Poliedrico. È questa la parola che
descrive meglio (ma non basta) Joan Mirò, il grande artista spagnolo
protagonista appunto della mostra “Joan Miró. La forza della materia”
presso il Museo delle Culture Mudec e visitabile fino al prossimo 11 settembre.
Ci si rende conto di questa sua particolare versatilità passando in
rassegna le oltre cento opere esposte, diverse tra loro per materiali,
tecniche e forme: a Mirò l’arte tradizionalmente intesa non interessava. Lui
voleva stravolgerne le regole, abbatterle, fare altro; per lui, il germe
creativo dell’arte si trovava nella materia.
Per questa sua particolare visione l'artista catalano ha avuto
un’influenza decisamente dirompente nell’arte del ’900. Secolo che ha
attraversato con una parabola creativa lunghissima, essendo nato nel
1893 e scomparso nel 1983, e con una potenza innegabile: guardando le sue opere
si sente, chiara e forte, ancora oggi.
Tra donne, stelle e costellazioni
Le opere
esposte al Mudec provengono dalla Fundació Joan Miró di Barcellona, da raccolte
private e dalla collezione della famiglia dell’artista. Entrando alla mostra si
viene accolti dalle note di Blues for Joan Miró di Duke Ellington,
un pezzo che il famosissimo compositore jazz improvvisò durante una visita a
una fondazione d’arte in occasione della quale conobbe il grande maestro
catalano.
L’allestimento
proposto dà l’idea che le opere di Miró emergano potenti da un ambiente
essenziale e scuro, che prendano vita con la forza dei loro colori.
Pochi − rossi potenti, blu intensi, gialli carichi e pennellate di nero
assoluto – ma caratteristici dell’arte di Miró.
I soggetti
più ricorrenti della sua produzione sono le donne, le stelle e le
costellazioni, gli uccelli: anche il dipinto scelto come simbolo della mostra
si intitola Due personaggi perseguitati da un uccello, un olio su tela
proveniente da una collezione privata e datato 1976.

•••••

Compito a: Ricopia fedelmente il passo del brano sulla mostra di Miró compreso tra "L’allestimento" e "dell’arte di Miró.", estremi inclusi.

Dati dell'esercizio:

•••••

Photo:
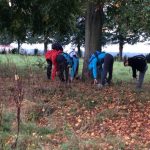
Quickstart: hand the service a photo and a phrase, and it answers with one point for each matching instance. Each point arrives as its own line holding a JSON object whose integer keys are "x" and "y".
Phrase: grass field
{"x": 79, "y": 116}
{"x": 120, "y": 73}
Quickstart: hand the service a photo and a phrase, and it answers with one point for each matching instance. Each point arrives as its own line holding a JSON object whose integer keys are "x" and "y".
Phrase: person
{"x": 101, "y": 63}
{"x": 75, "y": 65}
{"x": 50, "y": 57}
{"x": 137, "y": 63}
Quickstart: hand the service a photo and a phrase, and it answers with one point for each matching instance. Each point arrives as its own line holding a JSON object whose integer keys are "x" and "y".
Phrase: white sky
{"x": 136, "y": 48}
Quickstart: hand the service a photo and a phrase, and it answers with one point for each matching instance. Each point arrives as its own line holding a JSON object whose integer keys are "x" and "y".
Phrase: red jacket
{"x": 52, "y": 55}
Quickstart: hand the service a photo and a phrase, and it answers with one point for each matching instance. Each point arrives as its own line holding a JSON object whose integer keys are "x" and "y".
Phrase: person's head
{"x": 57, "y": 46}
{"x": 126, "y": 61}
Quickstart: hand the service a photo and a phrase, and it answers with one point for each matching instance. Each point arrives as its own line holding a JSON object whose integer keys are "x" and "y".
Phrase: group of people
{"x": 64, "y": 64}
{"x": 100, "y": 66}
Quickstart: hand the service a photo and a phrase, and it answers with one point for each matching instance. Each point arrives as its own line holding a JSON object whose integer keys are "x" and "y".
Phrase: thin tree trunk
{"x": 19, "y": 45}
{"x": 79, "y": 50}
{"x": 93, "y": 32}
{"x": 121, "y": 44}
{"x": 45, "y": 42}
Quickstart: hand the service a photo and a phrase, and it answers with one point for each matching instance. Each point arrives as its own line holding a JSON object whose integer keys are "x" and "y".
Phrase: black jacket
{"x": 138, "y": 63}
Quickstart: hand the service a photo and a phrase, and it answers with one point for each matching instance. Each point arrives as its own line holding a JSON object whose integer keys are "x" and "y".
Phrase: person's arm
{"x": 94, "y": 64}
{"x": 133, "y": 72}
{"x": 74, "y": 67}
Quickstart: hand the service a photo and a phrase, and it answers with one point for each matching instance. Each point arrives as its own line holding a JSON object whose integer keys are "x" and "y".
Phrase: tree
{"x": 78, "y": 37}
{"x": 93, "y": 31}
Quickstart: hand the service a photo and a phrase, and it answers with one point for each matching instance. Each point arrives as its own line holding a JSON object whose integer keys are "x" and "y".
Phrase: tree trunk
{"x": 79, "y": 50}
{"x": 19, "y": 45}
{"x": 93, "y": 32}
{"x": 45, "y": 42}
{"x": 121, "y": 44}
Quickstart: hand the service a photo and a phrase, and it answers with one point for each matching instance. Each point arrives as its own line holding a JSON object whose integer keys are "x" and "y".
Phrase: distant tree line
{"x": 91, "y": 23}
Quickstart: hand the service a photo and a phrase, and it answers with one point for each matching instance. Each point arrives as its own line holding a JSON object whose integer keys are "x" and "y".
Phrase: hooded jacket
{"x": 138, "y": 63}
{"x": 95, "y": 59}
{"x": 52, "y": 55}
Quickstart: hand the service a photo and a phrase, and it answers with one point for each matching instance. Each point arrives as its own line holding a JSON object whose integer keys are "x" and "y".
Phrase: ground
{"x": 56, "y": 116}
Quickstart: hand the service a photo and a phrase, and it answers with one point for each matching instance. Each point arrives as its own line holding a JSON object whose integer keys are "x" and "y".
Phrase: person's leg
{"x": 49, "y": 67}
{"x": 141, "y": 78}
{"x": 105, "y": 69}
{"x": 66, "y": 68}
{"x": 61, "y": 67}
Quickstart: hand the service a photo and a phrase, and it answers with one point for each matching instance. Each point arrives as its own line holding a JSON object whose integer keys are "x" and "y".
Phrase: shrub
{"x": 35, "y": 51}
{"x": 14, "y": 51}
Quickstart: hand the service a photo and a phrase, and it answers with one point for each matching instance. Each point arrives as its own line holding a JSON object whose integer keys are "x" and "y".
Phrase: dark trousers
{"x": 141, "y": 77}
{"x": 49, "y": 68}
{"x": 107, "y": 69}
{"x": 62, "y": 68}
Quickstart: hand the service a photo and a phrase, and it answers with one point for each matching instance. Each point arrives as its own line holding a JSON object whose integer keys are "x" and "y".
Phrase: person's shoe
{"x": 100, "y": 86}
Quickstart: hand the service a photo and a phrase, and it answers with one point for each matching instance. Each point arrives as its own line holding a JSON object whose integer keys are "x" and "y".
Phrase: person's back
{"x": 50, "y": 57}
{"x": 96, "y": 60}
{"x": 75, "y": 65}
{"x": 138, "y": 62}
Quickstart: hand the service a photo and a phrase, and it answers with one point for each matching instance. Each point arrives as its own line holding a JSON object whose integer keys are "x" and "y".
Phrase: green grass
{"x": 120, "y": 73}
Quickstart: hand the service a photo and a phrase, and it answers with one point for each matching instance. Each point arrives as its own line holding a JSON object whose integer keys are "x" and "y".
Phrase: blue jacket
{"x": 75, "y": 65}
{"x": 94, "y": 60}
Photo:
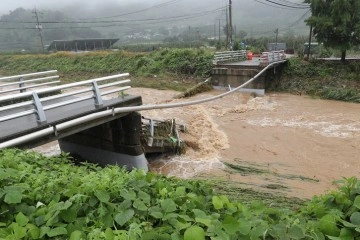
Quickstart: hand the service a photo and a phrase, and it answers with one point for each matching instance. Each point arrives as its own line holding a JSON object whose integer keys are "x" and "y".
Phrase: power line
{"x": 293, "y": 3}
{"x": 188, "y": 16}
{"x": 281, "y": 6}
{"x": 284, "y": 5}
{"x": 138, "y": 11}
{"x": 274, "y": 6}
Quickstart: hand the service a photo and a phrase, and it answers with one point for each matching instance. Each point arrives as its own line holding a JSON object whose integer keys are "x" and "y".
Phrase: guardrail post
{"x": 21, "y": 85}
{"x": 39, "y": 108}
{"x": 97, "y": 94}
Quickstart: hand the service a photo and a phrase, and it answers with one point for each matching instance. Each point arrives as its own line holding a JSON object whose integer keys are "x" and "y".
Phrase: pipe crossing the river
{"x": 62, "y": 126}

•••••

Compito b: Estrai dai record tutte le righe in cui compare la parola "jacket".

Risposta completa a:
L’allestimento
proposto dà l’idea che le opere di Miró emergano potenti da un ambiente
essenziale e scuro, che prendano vita con la forza dei loro colori.
Pochi − rossi potenti, blu intensi, gialli carichi e pennellate di nero
assoluto – ma caratteristici dell’arte di Miró.

Risposta completa b:
Phrase: red jacket
Phrase: black jacket
Phrase: hooded jacket
Phrase: blue jacket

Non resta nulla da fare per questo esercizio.